EXERCISE MATERIAL:
* Begin *

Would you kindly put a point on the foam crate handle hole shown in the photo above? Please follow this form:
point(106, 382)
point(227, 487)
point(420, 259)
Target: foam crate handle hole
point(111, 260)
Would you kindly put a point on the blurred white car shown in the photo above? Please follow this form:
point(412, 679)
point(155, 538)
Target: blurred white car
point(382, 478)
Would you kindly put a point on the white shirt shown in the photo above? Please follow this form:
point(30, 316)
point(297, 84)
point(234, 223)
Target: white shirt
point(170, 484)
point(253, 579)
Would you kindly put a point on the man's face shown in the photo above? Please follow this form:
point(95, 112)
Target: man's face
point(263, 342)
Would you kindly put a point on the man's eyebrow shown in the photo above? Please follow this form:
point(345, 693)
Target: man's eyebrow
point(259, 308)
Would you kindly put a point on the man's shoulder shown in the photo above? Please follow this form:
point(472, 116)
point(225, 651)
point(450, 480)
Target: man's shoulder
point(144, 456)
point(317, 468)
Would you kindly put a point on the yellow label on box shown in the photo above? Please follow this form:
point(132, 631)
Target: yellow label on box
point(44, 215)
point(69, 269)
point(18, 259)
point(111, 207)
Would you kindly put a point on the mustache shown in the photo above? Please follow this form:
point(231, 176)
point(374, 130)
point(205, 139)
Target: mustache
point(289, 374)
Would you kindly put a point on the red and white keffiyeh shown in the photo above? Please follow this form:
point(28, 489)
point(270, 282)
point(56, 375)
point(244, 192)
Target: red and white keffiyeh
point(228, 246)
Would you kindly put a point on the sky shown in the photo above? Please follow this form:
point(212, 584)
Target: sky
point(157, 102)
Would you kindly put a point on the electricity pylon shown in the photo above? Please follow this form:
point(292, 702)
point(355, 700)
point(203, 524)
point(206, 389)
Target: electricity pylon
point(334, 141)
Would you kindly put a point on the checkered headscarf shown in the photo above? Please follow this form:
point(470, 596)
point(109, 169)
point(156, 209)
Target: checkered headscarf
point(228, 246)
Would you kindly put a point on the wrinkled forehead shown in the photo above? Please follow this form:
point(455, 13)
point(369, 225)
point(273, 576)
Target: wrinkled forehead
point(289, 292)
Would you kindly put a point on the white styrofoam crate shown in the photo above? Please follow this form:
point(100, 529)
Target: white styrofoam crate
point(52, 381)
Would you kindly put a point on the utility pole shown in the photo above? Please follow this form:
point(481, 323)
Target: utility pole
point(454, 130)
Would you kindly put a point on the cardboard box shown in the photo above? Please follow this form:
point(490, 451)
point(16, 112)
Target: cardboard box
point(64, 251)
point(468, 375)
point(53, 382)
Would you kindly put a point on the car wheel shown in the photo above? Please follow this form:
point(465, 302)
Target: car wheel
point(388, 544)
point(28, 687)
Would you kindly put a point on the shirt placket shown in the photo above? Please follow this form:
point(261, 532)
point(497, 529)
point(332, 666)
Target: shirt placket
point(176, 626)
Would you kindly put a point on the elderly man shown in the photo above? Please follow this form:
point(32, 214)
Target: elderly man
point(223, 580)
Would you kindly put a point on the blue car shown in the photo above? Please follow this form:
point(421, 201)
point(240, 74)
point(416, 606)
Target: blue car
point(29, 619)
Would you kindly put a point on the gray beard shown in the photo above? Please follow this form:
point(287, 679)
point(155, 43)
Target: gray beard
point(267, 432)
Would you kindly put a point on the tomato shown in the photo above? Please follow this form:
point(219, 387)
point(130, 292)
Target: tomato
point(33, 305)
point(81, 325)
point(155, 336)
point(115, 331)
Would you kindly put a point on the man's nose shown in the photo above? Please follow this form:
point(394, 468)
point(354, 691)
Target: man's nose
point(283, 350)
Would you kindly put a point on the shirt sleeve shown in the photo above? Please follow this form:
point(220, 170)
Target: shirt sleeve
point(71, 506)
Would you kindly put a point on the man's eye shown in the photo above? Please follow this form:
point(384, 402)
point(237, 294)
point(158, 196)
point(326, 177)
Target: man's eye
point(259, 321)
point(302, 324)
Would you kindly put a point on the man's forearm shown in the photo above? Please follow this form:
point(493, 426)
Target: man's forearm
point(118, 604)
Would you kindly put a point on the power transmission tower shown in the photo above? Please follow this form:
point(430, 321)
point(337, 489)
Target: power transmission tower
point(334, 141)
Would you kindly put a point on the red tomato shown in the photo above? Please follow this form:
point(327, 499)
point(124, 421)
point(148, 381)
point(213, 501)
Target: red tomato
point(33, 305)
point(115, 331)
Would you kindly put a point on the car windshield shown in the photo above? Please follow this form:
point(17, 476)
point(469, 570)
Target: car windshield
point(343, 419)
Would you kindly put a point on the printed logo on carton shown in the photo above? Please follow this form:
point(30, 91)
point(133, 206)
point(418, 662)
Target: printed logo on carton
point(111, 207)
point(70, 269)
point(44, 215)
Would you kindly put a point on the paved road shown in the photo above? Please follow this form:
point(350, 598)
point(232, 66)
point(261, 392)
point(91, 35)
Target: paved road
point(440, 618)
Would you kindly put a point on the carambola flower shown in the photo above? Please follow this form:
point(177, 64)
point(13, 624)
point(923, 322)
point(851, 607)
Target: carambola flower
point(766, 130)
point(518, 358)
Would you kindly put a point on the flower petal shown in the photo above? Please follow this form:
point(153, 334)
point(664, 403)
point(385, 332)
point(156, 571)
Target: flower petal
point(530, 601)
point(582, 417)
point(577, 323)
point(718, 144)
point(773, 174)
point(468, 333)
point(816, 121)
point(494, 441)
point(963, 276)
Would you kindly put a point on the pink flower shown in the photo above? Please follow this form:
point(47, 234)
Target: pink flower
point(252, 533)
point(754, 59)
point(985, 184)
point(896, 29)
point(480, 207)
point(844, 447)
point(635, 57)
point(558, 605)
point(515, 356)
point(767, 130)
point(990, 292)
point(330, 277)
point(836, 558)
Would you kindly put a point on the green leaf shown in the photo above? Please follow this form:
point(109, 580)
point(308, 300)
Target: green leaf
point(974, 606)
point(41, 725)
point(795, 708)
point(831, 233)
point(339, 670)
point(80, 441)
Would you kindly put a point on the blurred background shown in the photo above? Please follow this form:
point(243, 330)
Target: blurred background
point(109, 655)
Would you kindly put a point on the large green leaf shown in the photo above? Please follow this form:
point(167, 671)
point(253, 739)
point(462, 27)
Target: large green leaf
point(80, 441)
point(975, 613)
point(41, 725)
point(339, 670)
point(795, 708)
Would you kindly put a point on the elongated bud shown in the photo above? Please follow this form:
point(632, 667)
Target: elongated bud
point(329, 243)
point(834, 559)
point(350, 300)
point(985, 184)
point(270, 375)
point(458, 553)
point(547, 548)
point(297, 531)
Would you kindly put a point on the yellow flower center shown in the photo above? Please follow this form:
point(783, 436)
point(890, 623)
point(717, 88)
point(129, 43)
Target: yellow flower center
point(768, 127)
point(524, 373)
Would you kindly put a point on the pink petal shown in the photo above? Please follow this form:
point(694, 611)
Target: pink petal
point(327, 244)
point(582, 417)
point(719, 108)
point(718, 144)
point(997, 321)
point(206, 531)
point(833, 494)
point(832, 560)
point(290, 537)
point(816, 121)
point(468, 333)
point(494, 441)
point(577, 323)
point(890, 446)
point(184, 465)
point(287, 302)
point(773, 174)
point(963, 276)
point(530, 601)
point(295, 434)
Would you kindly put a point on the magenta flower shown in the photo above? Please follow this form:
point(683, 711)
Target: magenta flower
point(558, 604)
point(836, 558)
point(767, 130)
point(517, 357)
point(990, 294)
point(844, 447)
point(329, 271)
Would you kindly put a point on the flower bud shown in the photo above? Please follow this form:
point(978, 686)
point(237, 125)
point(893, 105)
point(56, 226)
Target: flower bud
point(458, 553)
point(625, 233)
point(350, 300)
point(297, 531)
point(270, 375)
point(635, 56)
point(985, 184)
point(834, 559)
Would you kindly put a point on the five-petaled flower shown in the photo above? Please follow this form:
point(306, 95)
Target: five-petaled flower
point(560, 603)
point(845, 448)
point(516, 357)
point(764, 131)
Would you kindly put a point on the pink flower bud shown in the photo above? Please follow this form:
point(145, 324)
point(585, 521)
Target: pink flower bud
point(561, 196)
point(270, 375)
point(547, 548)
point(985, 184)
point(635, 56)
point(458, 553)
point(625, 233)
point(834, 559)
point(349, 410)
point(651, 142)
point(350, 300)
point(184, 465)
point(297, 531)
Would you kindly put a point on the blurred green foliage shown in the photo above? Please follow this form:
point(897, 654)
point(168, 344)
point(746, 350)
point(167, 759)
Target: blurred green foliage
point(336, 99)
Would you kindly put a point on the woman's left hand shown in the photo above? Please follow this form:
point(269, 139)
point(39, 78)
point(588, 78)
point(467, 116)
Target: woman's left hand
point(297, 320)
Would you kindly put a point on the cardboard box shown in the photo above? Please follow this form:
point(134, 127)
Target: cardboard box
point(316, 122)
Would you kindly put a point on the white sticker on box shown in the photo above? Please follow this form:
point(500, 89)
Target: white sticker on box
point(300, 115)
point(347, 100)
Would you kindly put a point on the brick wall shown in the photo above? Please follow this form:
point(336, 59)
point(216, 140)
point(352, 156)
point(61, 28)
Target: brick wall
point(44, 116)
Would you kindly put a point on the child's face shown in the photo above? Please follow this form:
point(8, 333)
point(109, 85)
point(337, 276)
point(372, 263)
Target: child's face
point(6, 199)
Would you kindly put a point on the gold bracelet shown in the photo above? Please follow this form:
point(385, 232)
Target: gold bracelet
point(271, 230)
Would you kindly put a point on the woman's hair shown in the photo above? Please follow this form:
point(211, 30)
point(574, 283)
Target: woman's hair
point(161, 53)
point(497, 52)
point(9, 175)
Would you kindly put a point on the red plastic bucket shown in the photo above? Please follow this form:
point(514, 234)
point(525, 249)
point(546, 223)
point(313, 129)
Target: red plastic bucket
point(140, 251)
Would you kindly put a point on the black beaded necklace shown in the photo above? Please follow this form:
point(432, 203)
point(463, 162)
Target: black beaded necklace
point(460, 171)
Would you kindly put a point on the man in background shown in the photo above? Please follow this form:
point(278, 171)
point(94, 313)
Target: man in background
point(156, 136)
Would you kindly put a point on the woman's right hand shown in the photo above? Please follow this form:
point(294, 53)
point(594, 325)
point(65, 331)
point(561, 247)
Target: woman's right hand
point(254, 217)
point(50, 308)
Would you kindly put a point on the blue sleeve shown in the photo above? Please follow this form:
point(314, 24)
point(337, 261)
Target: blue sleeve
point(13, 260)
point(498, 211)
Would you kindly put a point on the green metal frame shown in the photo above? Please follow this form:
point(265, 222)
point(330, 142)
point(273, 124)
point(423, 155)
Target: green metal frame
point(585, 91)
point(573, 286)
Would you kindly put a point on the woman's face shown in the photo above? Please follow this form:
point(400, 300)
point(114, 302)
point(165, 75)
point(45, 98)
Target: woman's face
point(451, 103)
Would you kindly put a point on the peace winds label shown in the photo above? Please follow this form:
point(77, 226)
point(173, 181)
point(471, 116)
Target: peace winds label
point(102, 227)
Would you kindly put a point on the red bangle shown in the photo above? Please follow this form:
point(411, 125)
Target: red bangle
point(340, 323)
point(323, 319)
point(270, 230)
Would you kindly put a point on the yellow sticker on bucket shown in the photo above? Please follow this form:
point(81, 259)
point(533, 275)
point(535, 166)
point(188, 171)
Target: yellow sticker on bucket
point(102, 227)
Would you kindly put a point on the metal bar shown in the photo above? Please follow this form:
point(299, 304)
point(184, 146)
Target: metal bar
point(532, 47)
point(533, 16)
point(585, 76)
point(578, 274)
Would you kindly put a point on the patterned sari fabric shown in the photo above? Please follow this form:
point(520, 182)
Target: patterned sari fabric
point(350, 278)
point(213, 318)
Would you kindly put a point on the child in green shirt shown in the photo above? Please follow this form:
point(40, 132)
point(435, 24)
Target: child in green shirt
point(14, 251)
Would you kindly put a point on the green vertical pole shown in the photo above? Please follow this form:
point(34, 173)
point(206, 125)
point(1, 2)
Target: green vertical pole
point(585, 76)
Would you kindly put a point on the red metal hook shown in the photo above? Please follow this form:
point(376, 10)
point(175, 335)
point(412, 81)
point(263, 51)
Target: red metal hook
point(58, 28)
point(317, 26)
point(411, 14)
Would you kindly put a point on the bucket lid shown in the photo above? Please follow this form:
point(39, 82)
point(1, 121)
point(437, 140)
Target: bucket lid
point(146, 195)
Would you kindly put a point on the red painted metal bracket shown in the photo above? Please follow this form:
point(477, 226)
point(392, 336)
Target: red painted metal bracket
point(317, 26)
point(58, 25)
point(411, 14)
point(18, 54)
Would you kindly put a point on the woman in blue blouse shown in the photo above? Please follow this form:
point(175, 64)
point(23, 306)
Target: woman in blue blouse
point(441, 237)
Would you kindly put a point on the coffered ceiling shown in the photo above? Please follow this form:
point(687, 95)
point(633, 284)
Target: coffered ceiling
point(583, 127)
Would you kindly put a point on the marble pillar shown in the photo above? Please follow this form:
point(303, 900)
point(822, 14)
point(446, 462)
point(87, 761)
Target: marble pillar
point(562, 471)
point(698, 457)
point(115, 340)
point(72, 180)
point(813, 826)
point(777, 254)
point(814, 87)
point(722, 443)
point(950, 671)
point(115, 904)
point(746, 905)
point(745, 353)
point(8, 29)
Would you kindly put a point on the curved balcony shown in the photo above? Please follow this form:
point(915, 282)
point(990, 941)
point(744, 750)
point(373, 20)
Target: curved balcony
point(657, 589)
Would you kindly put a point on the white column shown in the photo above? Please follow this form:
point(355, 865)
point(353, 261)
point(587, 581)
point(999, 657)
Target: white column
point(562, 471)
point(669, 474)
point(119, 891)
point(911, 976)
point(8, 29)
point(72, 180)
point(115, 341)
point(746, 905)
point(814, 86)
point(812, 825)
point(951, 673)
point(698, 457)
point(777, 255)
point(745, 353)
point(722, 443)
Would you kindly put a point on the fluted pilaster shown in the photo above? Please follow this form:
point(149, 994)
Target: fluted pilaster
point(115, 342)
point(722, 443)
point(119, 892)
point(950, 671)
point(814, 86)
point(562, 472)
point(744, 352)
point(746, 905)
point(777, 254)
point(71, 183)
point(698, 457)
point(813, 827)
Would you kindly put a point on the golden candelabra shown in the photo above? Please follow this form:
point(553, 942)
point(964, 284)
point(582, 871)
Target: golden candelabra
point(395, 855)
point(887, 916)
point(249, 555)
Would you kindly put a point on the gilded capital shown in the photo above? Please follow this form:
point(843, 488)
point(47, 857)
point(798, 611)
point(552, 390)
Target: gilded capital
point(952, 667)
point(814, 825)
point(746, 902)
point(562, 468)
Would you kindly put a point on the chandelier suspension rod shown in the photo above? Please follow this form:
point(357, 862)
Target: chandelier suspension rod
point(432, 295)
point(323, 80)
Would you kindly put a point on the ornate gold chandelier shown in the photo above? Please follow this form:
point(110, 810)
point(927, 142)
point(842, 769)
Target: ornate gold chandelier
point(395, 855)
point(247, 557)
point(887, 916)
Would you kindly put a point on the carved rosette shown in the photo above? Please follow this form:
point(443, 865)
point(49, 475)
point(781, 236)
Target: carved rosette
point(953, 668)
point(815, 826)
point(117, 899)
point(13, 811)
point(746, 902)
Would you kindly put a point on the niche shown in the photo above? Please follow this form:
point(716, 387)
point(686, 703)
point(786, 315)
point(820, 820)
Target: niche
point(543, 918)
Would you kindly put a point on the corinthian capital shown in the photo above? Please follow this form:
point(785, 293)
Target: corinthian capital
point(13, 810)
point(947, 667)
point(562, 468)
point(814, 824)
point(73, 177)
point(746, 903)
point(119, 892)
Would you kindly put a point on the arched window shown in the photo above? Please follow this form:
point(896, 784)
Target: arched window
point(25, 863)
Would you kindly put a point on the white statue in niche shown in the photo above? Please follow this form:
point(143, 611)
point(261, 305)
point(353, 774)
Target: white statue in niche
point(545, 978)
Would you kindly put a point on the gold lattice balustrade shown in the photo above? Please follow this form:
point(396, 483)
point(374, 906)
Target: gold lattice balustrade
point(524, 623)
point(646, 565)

* End *

REQUEST: Rewrite the records starting at the line that contains "Would you kindly put a point on the pink petal" and ending at the line that contains "point(329, 271)", swapping "magenta" for "violet" and keeping everything else the same.

EXPECTED OUTPUT:
Would you kindly put a point on the pink petal shown in the photo above? Please follow this form:
point(694, 611)
Target: pink petal
point(327, 244)
point(582, 417)
point(719, 108)
point(718, 144)
point(997, 321)
point(206, 531)
point(833, 494)
point(832, 560)
point(290, 537)
point(816, 121)
point(468, 333)
point(494, 441)
point(577, 323)
point(890, 446)
point(184, 465)
point(287, 302)
point(773, 174)
point(963, 276)
point(530, 601)
point(295, 434)
Would you kindly put a point on the violet flower shown in the photo above? Please follow this form:
point(683, 711)
Target: violet flower
point(558, 604)
point(836, 558)
point(767, 130)
point(517, 357)
point(990, 294)
point(844, 447)
point(329, 271)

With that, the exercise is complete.